> _Exercise aim_
An exact retyping of all lines below is the answer; pictures do not belong in it.

> _Material provided_
# # # # #
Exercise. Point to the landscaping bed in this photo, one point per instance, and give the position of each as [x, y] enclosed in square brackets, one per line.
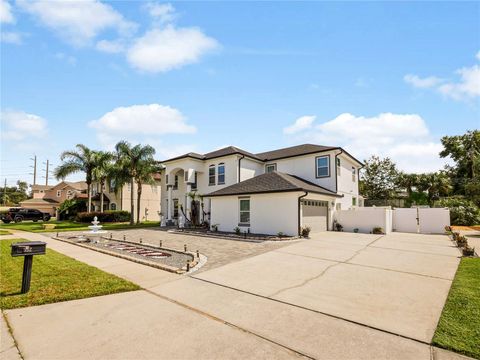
[55, 277]
[459, 325]
[158, 257]
[67, 225]
[232, 236]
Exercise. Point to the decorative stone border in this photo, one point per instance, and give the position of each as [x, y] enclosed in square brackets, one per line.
[231, 236]
[183, 270]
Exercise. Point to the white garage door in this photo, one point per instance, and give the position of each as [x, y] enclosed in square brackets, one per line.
[315, 215]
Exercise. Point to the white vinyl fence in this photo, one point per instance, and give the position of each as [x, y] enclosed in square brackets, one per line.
[365, 219]
[412, 220]
[421, 220]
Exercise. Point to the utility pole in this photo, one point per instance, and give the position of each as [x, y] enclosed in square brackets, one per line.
[46, 175]
[5, 192]
[34, 169]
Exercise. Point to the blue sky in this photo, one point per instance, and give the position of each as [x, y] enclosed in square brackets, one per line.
[377, 78]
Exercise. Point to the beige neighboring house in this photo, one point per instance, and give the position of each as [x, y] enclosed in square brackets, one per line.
[48, 198]
[149, 205]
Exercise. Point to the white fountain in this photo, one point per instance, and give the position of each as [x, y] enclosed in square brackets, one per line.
[95, 231]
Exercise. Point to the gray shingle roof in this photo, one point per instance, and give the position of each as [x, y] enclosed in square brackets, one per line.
[271, 183]
[293, 151]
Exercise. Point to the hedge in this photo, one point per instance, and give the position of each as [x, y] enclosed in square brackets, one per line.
[107, 216]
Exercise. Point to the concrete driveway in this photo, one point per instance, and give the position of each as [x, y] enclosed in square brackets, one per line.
[396, 283]
[335, 296]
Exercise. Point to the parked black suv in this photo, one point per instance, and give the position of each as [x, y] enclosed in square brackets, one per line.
[21, 214]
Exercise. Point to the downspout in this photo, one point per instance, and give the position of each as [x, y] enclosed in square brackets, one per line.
[239, 167]
[336, 175]
[299, 209]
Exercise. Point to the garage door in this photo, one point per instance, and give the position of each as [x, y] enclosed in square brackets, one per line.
[315, 215]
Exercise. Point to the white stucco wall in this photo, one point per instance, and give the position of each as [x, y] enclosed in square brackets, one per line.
[269, 213]
[365, 219]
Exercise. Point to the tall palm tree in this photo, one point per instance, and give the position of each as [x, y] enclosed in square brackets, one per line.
[133, 160]
[80, 160]
[102, 171]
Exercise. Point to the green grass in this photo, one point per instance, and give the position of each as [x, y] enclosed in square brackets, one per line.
[72, 226]
[459, 325]
[55, 277]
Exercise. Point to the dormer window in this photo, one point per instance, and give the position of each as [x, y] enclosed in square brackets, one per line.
[211, 175]
[221, 174]
[270, 168]
[322, 166]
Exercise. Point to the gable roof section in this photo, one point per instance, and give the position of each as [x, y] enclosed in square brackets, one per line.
[229, 150]
[298, 150]
[272, 183]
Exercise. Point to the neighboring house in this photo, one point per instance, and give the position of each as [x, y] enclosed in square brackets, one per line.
[48, 198]
[120, 200]
[266, 193]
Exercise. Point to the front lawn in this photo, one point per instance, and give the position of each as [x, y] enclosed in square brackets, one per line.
[55, 277]
[459, 325]
[67, 225]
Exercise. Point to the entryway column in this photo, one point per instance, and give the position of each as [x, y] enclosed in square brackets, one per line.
[169, 203]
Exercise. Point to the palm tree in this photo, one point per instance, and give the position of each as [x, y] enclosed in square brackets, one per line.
[102, 171]
[132, 161]
[80, 160]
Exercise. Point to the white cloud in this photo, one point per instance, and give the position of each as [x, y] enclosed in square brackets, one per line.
[160, 50]
[163, 13]
[11, 37]
[6, 15]
[403, 137]
[302, 123]
[113, 47]
[19, 125]
[418, 82]
[67, 58]
[467, 87]
[79, 22]
[143, 119]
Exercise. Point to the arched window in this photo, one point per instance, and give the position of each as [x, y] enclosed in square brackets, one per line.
[221, 174]
[211, 175]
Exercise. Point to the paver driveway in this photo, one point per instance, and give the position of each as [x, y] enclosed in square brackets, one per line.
[396, 283]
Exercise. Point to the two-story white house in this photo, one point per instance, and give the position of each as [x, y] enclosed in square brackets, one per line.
[266, 193]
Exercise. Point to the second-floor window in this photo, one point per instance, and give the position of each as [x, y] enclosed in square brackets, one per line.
[221, 173]
[323, 166]
[194, 184]
[270, 168]
[175, 185]
[211, 175]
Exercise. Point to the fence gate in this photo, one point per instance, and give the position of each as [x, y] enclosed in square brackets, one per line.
[421, 220]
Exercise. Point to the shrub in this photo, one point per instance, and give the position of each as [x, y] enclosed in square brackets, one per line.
[468, 251]
[462, 211]
[377, 230]
[305, 231]
[107, 216]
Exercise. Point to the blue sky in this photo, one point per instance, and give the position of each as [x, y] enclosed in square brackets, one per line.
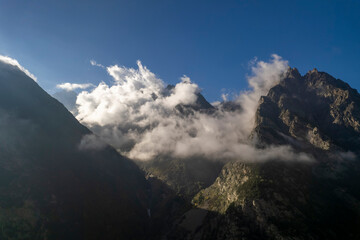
[212, 42]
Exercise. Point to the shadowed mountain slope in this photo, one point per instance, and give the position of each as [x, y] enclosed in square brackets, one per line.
[49, 188]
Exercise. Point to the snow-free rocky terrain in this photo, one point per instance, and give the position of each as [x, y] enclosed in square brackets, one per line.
[50, 188]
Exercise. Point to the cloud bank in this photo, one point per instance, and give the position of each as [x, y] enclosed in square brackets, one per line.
# # # # #
> _Written solution_
Exercise. Point to the landscaping bed in this photo, one point per instance, and give the position of each as [x, y] enclosed in square brackets, one per line.
[55, 277]
[459, 325]
[158, 257]
[67, 225]
[232, 236]
Exercise. Point to the decorative stone border in this photo, one point per instance, and give the position of each as [x, y] enclosed in square brackets, one per line.
[231, 236]
[183, 270]
Exercise. Point to the white garage door in this photo, one point per instance, and give the position of each as [x, y] enclosed in square brackets, one per line.
[315, 215]
Exercise. Point to the white vinyl fence in this photo, one point per instance, and give the position of each as [x, y] enclosed in square brackets, one per line.
[365, 219]
[412, 220]
[421, 220]
Exercise. Point to the utility pole in this photo, one point per instance, and give the position of each as [x, y] enclosed in square brackets, one per line.
[46, 175]
[5, 192]
[34, 169]
Exercise. Point to the blue sky in this photo, one point per instance, and give the position of each as [x, y] enclosed in square brackets, one per line.
[377, 78]
Exercise. Point to the beige neighboring house in this photo, one point per instance, and give the position of each as [x, y] enclosed in square brackets, one per line.
[48, 198]
[149, 205]
Exercise. Point to the white fountain in this photo, one point per instance, and give the position of each as [x, y] enclosed in square brackets, one per line.
[95, 231]
Exercise. Point to the gray shingle roof in this photo, one point per instance, and give the position of each as [x, y] enclosed in square brackets, one per line.
[271, 183]
[293, 151]
Exercise. Point to the hedge in this photo, one point per instance, and give the position of each as [x, y] enclosed in square brackets, one per line.
[107, 216]
Exercise. Point to the concrete driveway in this photo, one point per instance, and give the position of each as [x, y] enclosed in square brackets, one per line.
[396, 283]
[335, 296]
Exercise. Point to the parked black suv in this photo, one point per instance, and give the position of each as [x, y] enclosed in square brackets, one per line.
[21, 214]
Exercise. Point to the downspout in this photo, one point per instance, and give the position of each as [x, y] enclosed in square brackets, one per line.
[239, 167]
[336, 175]
[299, 209]
Exercise. Point to the garage door in this photo, one point per instance, and give the position of each as [x, y] enclosed in square brackets, one per line.
[315, 215]
Exercise. Point to the white stucco wall in this photo, one point per instance, and give the position of each as [x, y] enclosed in square brackets, one per line.
[269, 213]
[365, 219]
Exercise. Point to the tall palm tree in this photo, one point per instance, and give the position of each as [x, y] enclosed in square brackets, one per line.
[133, 160]
[80, 160]
[102, 171]
Exercise. Point to the green grass in this photo, one point per instance, and give the position of each as [x, y] enclosed in square brackets, one per line.
[72, 226]
[459, 325]
[55, 277]
Exercise. Point to the dormer window in this photo, one point per instance, and give the position of each as [x, y] enclosed in square brackets, one per line.
[211, 175]
[221, 174]
[270, 168]
[322, 166]
Exercise. Point to the gable roof section in this photo, one point per instance, and give the position of each as [x, y] enclosed in square brackets, one per line.
[229, 150]
[298, 150]
[272, 183]
Exercise. Point to the neighboring house in this photo, one point per instance, and give the position of each as [x, y] enclosed in square brackets, one per line.
[48, 198]
[120, 200]
[266, 193]
Exercise. Point to the front lawn in this photo, one point per instance, and give the position of each as [x, y] enclosed in square brackets, one per line.
[55, 277]
[459, 325]
[67, 225]
Exercise. Point to the entryway column in this photo, one point per instance, and give the position of each as [x, y] enclosed in square brackets, one per line.
[169, 203]
Exercise. Point to the palm tree in this photo, one point per instance, and give the position of each as [x, y] enclosed in square brackets, one per line.
[102, 171]
[132, 161]
[80, 160]
Exercise. Point to the white cloud in this photo, one point per instance, and give the position of each as [x, y] enclosed in square brackets, one per line.
[160, 50]
[163, 13]
[11, 37]
[6, 15]
[403, 137]
[302, 123]
[113, 47]
[19, 125]
[418, 82]
[67, 58]
[467, 87]
[79, 22]
[143, 119]
Exercise. Point to the arched window in this photo, one point per instance, and give the position of each as [x, y] enclosed in square brackets, one per line.
[221, 174]
[211, 175]
Exercise. Point to the paver driveway in this photo, one point per instance, and give the position of each as [x, y] enclosed in square brackets, one per line.
[396, 283]
Exercise. Point to the two-story white house in this photo, one point per instance, and give the position of each as [x, y] enclosed in square brackets, one per line.
[266, 193]
Exercise. Point to the second-floor window in this photo, one point per instance, and give the position of each as [x, y] enclosed in square brackets, one per line.
[221, 173]
[323, 166]
[194, 184]
[270, 168]
[175, 185]
[211, 175]
Exercise. Point to the fence gate in this photo, one point per instance, and give the position of each as [x, y] enclosed in square brackets, one per line.
[421, 220]
Exercise. Point to the shrub in this photo, one point per instance, and give the position of each as [x, y] enclosed in square brackets, one per line.
[468, 251]
[462, 211]
[377, 230]
[305, 231]
[107, 216]
Exercise. Point to the blue sky in this photo, one point per instance, and give the position of each as [x, y] enclosed in square brackets, one per line.
[212, 42]
Exercise. Point to the shadowed mountain slope in this photo, one point per instance, and give the position of each as [x, y] enclosed in square brackets, one per line.
[49, 188]
Exercise. Point to the snow-free rocky terrain in this photo, one point per instance, and give the position of each as [x, y] enclosed in square brackets, one per line.
[50, 188]
Exercise. Point to the cloud bank in this photo, one point per instance, and give the position of each as [x, y] enclosed in square brackets, one per line.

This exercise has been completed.